Q: “So hold on, Arnhim has NEVER met with Amajaro?” – Remember during the election, when Arnhim had his hasty, 11th hour, weekend news conference where he announced concrete plans to build the airport, a hotel, a banking centre, and a cocoa plantation? Well, Arnhim said that he’d been in lengthy discussions with all these people. When pressed for details, the only detail he could muster was the word “Amajaro.” He’d met with Amajaro, and they wanted to do business with SVG. But to hear Mitchell tell it, Arnhim NEVER met with Amajaro! In fact, when James and Louise Mitchell asked Arnhim and Godwin Friday to meet with Amajaro, they refused! So, um, on what basis was Arnhim presenting this plan to the Vincentian people? And on what ground can he claim ownership of it now?

Q: “What has Amajaro given you or promised you?” – James says that Lenny Daisley met with Amajaro. He says that Lenny later told him that Arnhim wanted to know “where is the cocoa money?” Um, what cocoa money is that? Apparently, Arnhim and his wife think that James put “the cocoa money” in his daughter’s account. Um, again, what cocoa money? Did someone plant, harvest and sell cocoa when I wasn’t looking? C’mon Jerry, do your job!

One thing that Mitchell made perfectly clear is that Amajaro doesn’t give a fast flying fuck whether the ULP or the NDP is in power. They had some questions about SVG’s topography, and the ability of our farmers to plant and harvest cocoa. Mitchell pointed out, quite rightly, that our farmers are the best. But when Jerry asked him if Amajaro had any issue with the fact that ULP won the election, Mitchell said no. Of course, the Eustace line straight through the election was that Amajaro would never ever do business with the communist-terrorist-Cuban-Venezuelan-Iranian-rights trampling-idiot Gonsalves. This, apparently, was not true. So Arnhim never actually speaks to Amajaro, but then also invents their motives for doing business?? And THIS is the guy who’s the business savvy option in SVG?



Instant Reaction #4 – Sir James: Political assassin?
::::::::
Objectives:
A. Translate this sentence from the post about Amajaro into Spanish: "Mitchell pointed out, quite rightly, that our farmers are the best."
B. Reproduce the passage of the post about Amajaro from "One thing that" to "option in SVG?".
The data that comes next is separate from the post about Amajaro.

Dataset content:
::::::::
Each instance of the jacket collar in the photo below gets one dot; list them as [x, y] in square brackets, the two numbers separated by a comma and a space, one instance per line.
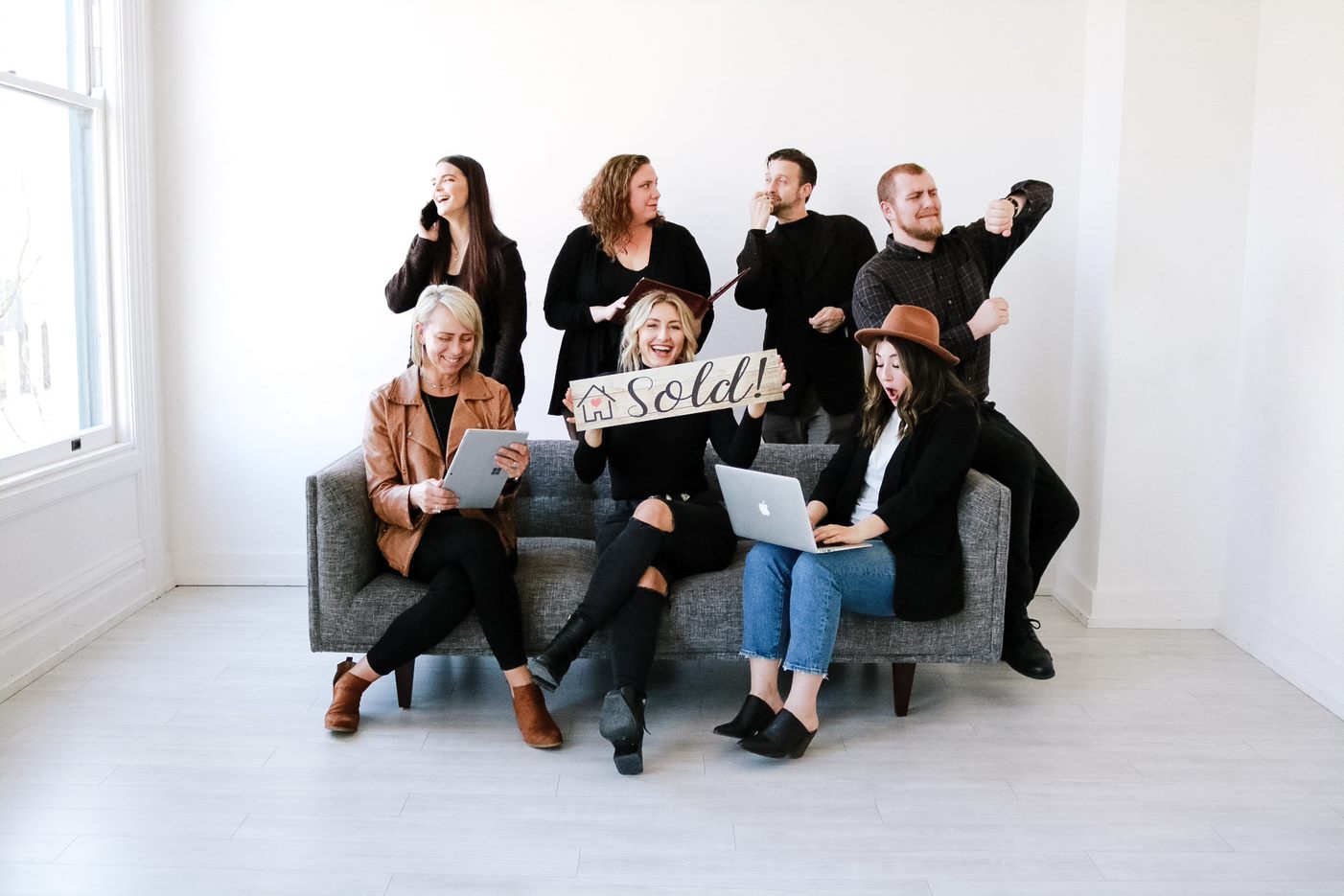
[406, 387]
::::::::
Replies:
A. Mitchell señaló, con toda razón, que nuestros agricultores son los mejores.

B.
One thing that Mitchell made perfectly clear is that Amajaro doesn’t give a fast flying fuck whether the ULP or the NDP is in power. They had some questions about SVG’s topography, and the ability of our farmers to plant and harvest cocoa. Mitchell pointed out, quite rightly, that our farmers are the best. But when Jerry asked him if Amajaro had any issue with the fact that ULP won the election, Mitchell said no. Of course, the Eustace line straight through the election was that Amajaro would never ever do business with the communist-terrorist-Cuban-Venezuelan-Iranian-rights trampling-idiot Gonsalves. This, apparently, was not true. So Arnhim never actually speaks to Amajaro, but then also invents their motives for doing business?? And THIS is the guy who’s the business savvy option in SVG?